Compito 1 = Modifica il testo sulla legge 194 da "Il 22 maggio" a "malformazioni del feto." e riportalo con "feto" sostituito da "nascituro".
Compito 2 =
Rispondi in base al testo sulla legge 194:
(a) Da quanti articoli è composta la normativa?
(b) Secondo l'articolo 4, entro quanti giorni dal concepimento si può ricorrere all'aborto?
(c) Per quanti giorni si propone di soprassedere in assenza di urgenza?

Il 22 maggio 1978 viene pubblicata la Legge 194 che regola l’interruzione volontaria della gravidanza. Un tema delicato che negli anni è stato al centro di forti polemiche. Ma cosa prevede la legge e come si applica?
In Italia, come detto, l’accesso all’interruzione volontaria di gravidanza (IVG) è garantito dalla legge 194 del 1978. La normativa è composta da 22 articoli.
Secondo l’articolo 4, si può ricorrere ad aborto entro i primi 90 giorni dal concepimento. Per motivi di salute, economici, sociali o familiari.
Al termine dei 3 mesi, la procedura può essere richiesta solo se la gravidanza comporti un grave pericolo per la vita della donna o se vengono rilevate anomalie o malformazioni del feto.
Fino al novantesimo giorno l’interruzione è completamente gratuita.
L’iter
Per poter iniziare l’iter di interruzione volontaria di gravidanza la legge prevede che si esaminino tutte le possibili soluzioni dei problemi proposti. E che quindi si fornisca aiuto alla donna affinché si risolvano le cause che porterebbero alla richiesta di aborto.
Si propone, inoltre, di soprassedere per 7 giorni in assenza di urgenza, sia entro che oltre i primi 90 giorni di gravidanza.
Le carte da portare per far valere il proprio diritto all’accesso all’aborto sono:
- Test di gravidanza refertato in laboratorio. Vale quello sulle urine, oppure quello del sangue (che valuta il dosaggio delle Beta HGC, ormone della gravidanza)
- Documento di riconoscimento valido
- Tessera sanitaria in corso di validità, per i cittadini italiani e stranieri iscritti al Servizio Sanitario Nazionale.

Dati forniti =
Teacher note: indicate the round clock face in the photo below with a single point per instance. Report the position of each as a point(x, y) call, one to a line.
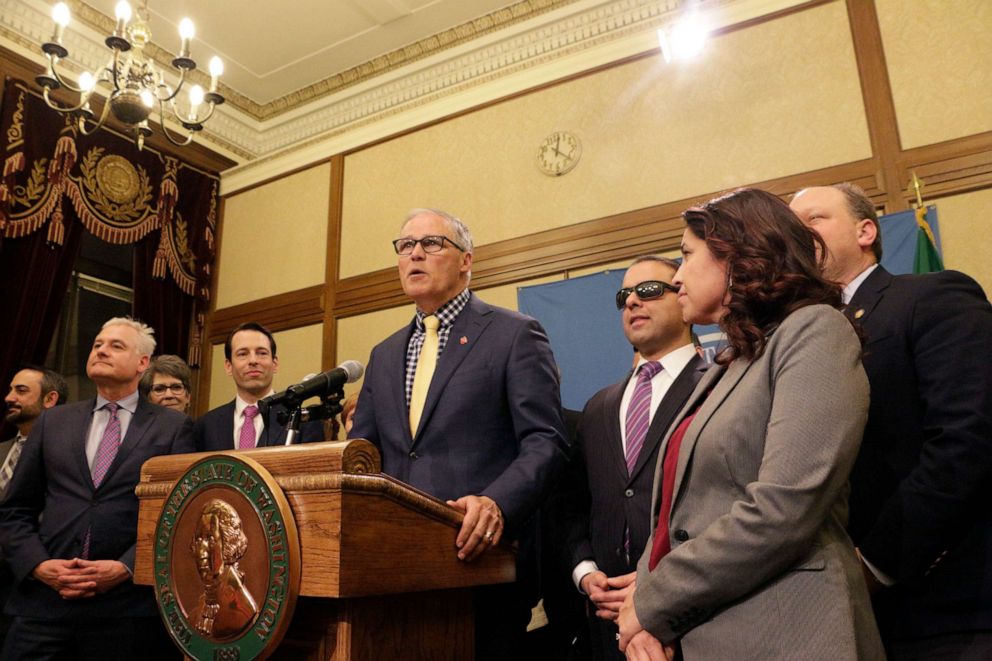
point(559, 153)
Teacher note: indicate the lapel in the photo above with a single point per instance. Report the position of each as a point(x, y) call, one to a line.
point(731, 377)
point(670, 404)
point(868, 295)
point(79, 427)
point(394, 355)
point(614, 440)
point(470, 324)
point(141, 422)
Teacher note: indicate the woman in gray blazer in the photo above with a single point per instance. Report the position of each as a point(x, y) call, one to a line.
point(749, 558)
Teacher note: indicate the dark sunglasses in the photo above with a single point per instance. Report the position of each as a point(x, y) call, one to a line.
point(645, 291)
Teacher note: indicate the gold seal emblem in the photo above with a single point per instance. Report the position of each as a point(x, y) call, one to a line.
point(227, 560)
point(117, 179)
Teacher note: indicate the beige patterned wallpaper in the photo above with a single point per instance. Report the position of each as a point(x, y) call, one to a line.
point(939, 54)
point(964, 234)
point(759, 103)
point(274, 238)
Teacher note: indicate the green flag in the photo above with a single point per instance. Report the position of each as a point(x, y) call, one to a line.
point(927, 258)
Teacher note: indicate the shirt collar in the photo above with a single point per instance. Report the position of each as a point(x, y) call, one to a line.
point(240, 405)
point(673, 361)
point(447, 313)
point(129, 403)
point(853, 285)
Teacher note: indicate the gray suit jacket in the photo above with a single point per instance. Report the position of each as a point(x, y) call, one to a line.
point(761, 567)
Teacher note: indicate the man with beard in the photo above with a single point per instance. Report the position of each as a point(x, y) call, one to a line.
point(32, 390)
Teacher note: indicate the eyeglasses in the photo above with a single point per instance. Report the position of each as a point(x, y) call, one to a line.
point(176, 388)
point(430, 244)
point(645, 291)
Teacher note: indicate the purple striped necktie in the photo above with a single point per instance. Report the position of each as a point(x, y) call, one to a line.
point(639, 412)
point(110, 443)
point(246, 439)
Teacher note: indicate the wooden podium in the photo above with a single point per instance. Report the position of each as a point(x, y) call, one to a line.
point(379, 578)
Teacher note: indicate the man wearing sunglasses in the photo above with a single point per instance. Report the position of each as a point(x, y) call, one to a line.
point(463, 403)
point(607, 521)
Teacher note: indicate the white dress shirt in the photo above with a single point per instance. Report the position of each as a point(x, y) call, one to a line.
point(672, 365)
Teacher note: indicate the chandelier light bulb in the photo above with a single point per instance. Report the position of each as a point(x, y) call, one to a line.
point(186, 29)
point(195, 99)
point(123, 11)
point(60, 14)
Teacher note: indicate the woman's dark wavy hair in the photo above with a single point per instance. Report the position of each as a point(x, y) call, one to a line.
point(771, 261)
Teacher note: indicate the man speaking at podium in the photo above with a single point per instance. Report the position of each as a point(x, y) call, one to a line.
point(464, 404)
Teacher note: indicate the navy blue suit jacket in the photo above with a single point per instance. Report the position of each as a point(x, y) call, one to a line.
point(53, 478)
point(920, 490)
point(606, 499)
point(492, 422)
point(214, 430)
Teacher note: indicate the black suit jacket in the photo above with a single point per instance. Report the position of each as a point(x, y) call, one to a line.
point(215, 430)
point(920, 500)
point(606, 499)
point(53, 479)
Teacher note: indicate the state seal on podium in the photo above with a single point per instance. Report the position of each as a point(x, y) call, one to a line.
point(227, 560)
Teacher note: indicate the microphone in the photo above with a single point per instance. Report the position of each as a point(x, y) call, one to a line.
point(321, 385)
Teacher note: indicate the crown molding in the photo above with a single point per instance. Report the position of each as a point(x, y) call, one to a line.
point(529, 44)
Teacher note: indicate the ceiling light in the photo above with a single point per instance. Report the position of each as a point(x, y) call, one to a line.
point(684, 40)
point(133, 81)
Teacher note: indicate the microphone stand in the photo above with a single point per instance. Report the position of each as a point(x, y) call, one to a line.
point(329, 407)
point(293, 426)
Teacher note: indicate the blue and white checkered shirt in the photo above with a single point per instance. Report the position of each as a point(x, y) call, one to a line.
point(446, 315)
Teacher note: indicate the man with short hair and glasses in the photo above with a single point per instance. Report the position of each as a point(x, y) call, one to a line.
point(250, 360)
point(463, 403)
point(606, 512)
point(919, 505)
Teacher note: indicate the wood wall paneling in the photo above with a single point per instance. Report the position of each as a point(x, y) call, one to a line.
point(329, 352)
point(950, 167)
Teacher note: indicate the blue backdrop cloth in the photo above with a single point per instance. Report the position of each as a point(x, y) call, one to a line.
point(584, 325)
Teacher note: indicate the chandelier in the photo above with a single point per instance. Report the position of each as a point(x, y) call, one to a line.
point(133, 82)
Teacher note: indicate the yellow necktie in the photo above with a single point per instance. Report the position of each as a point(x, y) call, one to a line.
point(425, 371)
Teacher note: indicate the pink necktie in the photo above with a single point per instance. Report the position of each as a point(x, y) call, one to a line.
point(246, 439)
point(639, 413)
point(109, 445)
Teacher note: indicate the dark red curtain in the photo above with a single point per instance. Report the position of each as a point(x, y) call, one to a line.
point(57, 183)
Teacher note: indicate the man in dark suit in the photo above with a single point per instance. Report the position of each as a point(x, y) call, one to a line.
point(919, 508)
point(250, 360)
point(32, 390)
point(464, 404)
point(608, 518)
point(69, 520)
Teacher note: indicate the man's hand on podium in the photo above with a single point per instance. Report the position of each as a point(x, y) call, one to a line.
point(481, 528)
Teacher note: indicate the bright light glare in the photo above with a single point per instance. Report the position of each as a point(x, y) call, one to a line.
point(60, 14)
point(684, 40)
point(186, 29)
point(123, 11)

Risposta 1 =
Il 22 maggio 1978 viene pubblicata la Legge 194 che regola l’interruzione volontaria della gravidanza. Un tema delicato che negli anni è stato al centro di forti polemiche. Ma cosa prevede la legge e come si applica?
In Italia, come detto, l’accesso all’interruzione volontaria di gravidanza (IVG) è garantito dalla legge 194 del 1978. La normativa è composta da 22 articoli.
Secondo l’articolo 4, si può ricorrere ad aborto entro i primi 90 giorni dal concepimento. Per motivi di salute, economici, sociali o familiari.
Al termine dei 3 mesi, la procedura può essere richiesta solo se la gravidanza comporti un grave pericolo per la vita della donna o se vengono rilevate anomalie o malformazioni del nascituro.

Risposta 2 =
(a) 22 articoli.
(b) Entro i primi 90 giorni.
(c) Per 7 giorni.